_Assignment_: Write out every record below exactly, so that nothing differs from what is shown.

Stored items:
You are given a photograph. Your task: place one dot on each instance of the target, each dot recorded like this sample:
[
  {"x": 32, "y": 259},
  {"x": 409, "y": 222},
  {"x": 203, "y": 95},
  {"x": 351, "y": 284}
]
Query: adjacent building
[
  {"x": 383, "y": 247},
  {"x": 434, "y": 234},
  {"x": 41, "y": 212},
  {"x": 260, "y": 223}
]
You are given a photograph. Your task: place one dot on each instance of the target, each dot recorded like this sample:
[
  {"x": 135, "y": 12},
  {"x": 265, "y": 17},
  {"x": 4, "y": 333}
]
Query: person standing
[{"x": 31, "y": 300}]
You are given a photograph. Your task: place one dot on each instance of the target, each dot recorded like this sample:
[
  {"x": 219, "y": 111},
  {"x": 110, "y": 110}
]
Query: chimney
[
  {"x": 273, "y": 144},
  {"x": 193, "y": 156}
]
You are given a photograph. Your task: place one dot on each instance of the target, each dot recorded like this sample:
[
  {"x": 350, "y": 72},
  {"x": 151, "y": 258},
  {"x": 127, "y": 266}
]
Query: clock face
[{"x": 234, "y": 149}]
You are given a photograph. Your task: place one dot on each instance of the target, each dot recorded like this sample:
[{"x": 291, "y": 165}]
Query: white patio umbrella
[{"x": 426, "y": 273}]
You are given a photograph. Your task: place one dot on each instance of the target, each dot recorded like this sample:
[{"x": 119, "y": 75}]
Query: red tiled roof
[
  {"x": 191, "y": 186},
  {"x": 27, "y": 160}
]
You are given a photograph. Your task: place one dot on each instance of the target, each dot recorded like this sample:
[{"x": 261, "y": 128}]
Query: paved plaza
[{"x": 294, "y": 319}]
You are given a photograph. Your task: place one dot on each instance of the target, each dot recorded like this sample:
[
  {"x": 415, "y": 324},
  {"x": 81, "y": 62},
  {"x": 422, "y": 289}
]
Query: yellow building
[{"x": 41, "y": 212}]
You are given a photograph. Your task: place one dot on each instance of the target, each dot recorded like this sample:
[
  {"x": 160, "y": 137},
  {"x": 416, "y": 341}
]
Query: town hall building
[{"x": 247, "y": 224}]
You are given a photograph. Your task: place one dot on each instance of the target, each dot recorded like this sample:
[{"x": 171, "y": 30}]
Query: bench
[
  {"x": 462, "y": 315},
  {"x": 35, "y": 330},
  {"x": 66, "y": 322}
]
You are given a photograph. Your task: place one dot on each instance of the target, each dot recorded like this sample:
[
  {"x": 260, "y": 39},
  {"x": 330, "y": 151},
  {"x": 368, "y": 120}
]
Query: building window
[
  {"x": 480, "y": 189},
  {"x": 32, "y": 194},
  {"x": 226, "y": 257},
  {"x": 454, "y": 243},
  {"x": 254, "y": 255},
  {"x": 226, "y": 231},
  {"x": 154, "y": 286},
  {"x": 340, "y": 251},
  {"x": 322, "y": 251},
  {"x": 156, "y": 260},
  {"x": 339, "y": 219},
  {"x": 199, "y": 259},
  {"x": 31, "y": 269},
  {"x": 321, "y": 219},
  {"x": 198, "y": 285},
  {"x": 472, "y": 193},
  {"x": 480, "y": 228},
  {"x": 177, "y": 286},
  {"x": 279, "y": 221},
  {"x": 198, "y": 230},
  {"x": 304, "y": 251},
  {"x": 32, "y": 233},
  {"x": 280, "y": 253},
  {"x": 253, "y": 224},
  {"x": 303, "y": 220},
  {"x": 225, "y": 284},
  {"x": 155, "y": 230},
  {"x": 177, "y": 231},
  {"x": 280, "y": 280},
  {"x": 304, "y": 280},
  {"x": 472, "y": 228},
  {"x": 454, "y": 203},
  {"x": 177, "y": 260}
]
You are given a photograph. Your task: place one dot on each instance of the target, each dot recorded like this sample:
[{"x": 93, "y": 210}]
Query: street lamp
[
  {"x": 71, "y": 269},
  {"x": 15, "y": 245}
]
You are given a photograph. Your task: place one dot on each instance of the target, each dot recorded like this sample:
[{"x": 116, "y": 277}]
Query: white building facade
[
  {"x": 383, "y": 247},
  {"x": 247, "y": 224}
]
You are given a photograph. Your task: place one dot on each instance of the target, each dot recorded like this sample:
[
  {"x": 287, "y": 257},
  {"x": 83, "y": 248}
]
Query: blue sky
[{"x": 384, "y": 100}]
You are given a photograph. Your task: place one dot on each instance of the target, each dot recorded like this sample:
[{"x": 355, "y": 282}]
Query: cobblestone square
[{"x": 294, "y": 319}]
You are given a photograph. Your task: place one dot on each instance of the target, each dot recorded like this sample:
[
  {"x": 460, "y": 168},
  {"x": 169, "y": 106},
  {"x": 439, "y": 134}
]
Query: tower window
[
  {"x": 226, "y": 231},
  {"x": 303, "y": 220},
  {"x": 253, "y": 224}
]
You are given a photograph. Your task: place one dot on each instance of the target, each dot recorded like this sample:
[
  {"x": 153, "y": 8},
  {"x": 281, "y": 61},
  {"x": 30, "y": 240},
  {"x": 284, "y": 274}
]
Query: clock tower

_Expected output_:
You are given a photograph. Your task: place one dot on each instance of the target, each dot recorded like this sample:
[
  {"x": 32, "y": 259},
  {"x": 409, "y": 222},
  {"x": 203, "y": 95},
  {"x": 351, "y": 284}
]
Query: adjacent building
[
  {"x": 383, "y": 247},
  {"x": 434, "y": 234},
  {"x": 41, "y": 212},
  {"x": 260, "y": 223}
]
You are given a photograph. Your task: place one dot on each instance of the target, each dot recorded like this sample:
[
  {"x": 135, "y": 12},
  {"x": 265, "y": 17},
  {"x": 4, "y": 333}
]
Query: person standing
[{"x": 31, "y": 300}]
You are given a photograph. Your task: place one dot on each instance of the target, each dot recorded like this sample:
[
  {"x": 219, "y": 111},
  {"x": 110, "y": 110}
]
Query: chimney
[
  {"x": 273, "y": 144},
  {"x": 193, "y": 156}
]
You are given a photograph. Your task: place one dot on each instance of the target, each dot recorded like this sample:
[
  {"x": 350, "y": 72},
  {"x": 151, "y": 258},
  {"x": 127, "y": 266}
]
Query: clock face
[{"x": 234, "y": 149}]
You are given a photograph. Your task: place one dot on each instance of the target, each dot recorded like this sample:
[{"x": 291, "y": 165}]
Query: white patio umbrella
[{"x": 426, "y": 273}]
You are given a photograph. Your task: place one dot on each instance of the target, each dot recorded like this sample:
[{"x": 119, "y": 75}]
Query: red tiled roof
[
  {"x": 191, "y": 186},
  {"x": 27, "y": 160}
]
You are given a photograph. Your task: place one dot on each instance of the target, each dot recorded like this sample:
[{"x": 261, "y": 128}]
Query: paved plaza
[{"x": 294, "y": 319}]
You are given a photograph. Your task: place one dot on each instance of the target, each dot recorded like this sample:
[
  {"x": 415, "y": 324},
  {"x": 81, "y": 62},
  {"x": 422, "y": 289}
]
Query: yellow building
[{"x": 41, "y": 212}]
You are given a photograph. Your task: place one dot on each instance of the target, each dot recorded like this sample:
[
  {"x": 160, "y": 137},
  {"x": 416, "y": 341}
]
Query: town hall building
[{"x": 247, "y": 224}]
You are given a photograph. Your task: place one dot on each instance of the target, each dot recorded like this sample:
[{"x": 171, "y": 30}]
Query: bench
[
  {"x": 462, "y": 315},
  {"x": 35, "y": 330},
  {"x": 66, "y": 322}
]
You are given a photograph. Your task: place one dot on each instance of the target, each dot recorded like this sample:
[
  {"x": 260, "y": 39},
  {"x": 330, "y": 151},
  {"x": 368, "y": 120}
]
Query: building window
[
  {"x": 480, "y": 189},
  {"x": 32, "y": 194},
  {"x": 226, "y": 257},
  {"x": 454, "y": 243},
  {"x": 254, "y": 255},
  {"x": 226, "y": 231},
  {"x": 154, "y": 286},
  {"x": 340, "y": 251},
  {"x": 322, "y": 251},
  {"x": 156, "y": 260},
  {"x": 339, "y": 219},
  {"x": 199, "y": 259},
  {"x": 31, "y": 269},
  {"x": 321, "y": 219},
  {"x": 198, "y": 285},
  {"x": 472, "y": 193},
  {"x": 480, "y": 228},
  {"x": 177, "y": 286},
  {"x": 279, "y": 221},
  {"x": 198, "y": 230},
  {"x": 304, "y": 251},
  {"x": 32, "y": 233},
  {"x": 280, "y": 253},
  {"x": 253, "y": 224},
  {"x": 303, "y": 220},
  {"x": 225, "y": 284},
  {"x": 155, "y": 230},
  {"x": 177, "y": 231},
  {"x": 280, "y": 280},
  {"x": 304, "y": 280},
  {"x": 472, "y": 228},
  {"x": 454, "y": 203},
  {"x": 177, "y": 260}
]
You are given a photograph. Your task: place one dot on each instance of the target, each dot recorded like this sample:
[{"x": 93, "y": 210}]
Query: street lamp
[
  {"x": 71, "y": 269},
  {"x": 15, "y": 245}
]
You are given a photograph. Your task: place one dot on each instance of the target, each dot recorded like this sample:
[{"x": 116, "y": 277}]
Query: white building facade
[
  {"x": 383, "y": 247},
  {"x": 247, "y": 224}
]
You are given a photograph. Your task: place one dot on each instance of the target, each dot recorded like this sample:
[
  {"x": 287, "y": 257},
  {"x": 83, "y": 248}
]
Query: blue sky
[{"x": 384, "y": 100}]
You are given a photograph. Your task: place one dot on each instance of the target, each dot recorded like this sample:
[{"x": 355, "y": 282}]
Query: cobblestone square
[{"x": 294, "y": 319}]
You are given a photograph. Your task: place one dot on each instance of the target, each dot recorded like this sample:
[
  {"x": 460, "y": 168},
  {"x": 169, "y": 106},
  {"x": 439, "y": 134}
]
Query: tower window
[
  {"x": 226, "y": 231},
  {"x": 303, "y": 220},
  {"x": 253, "y": 224}
]
You are given a photograph. Your task: place one dot on each instance of the target, each dot recorded like this sample:
[
  {"x": 153, "y": 8},
  {"x": 281, "y": 61},
  {"x": 30, "y": 240},
  {"x": 284, "y": 274}
]
Query: clock tower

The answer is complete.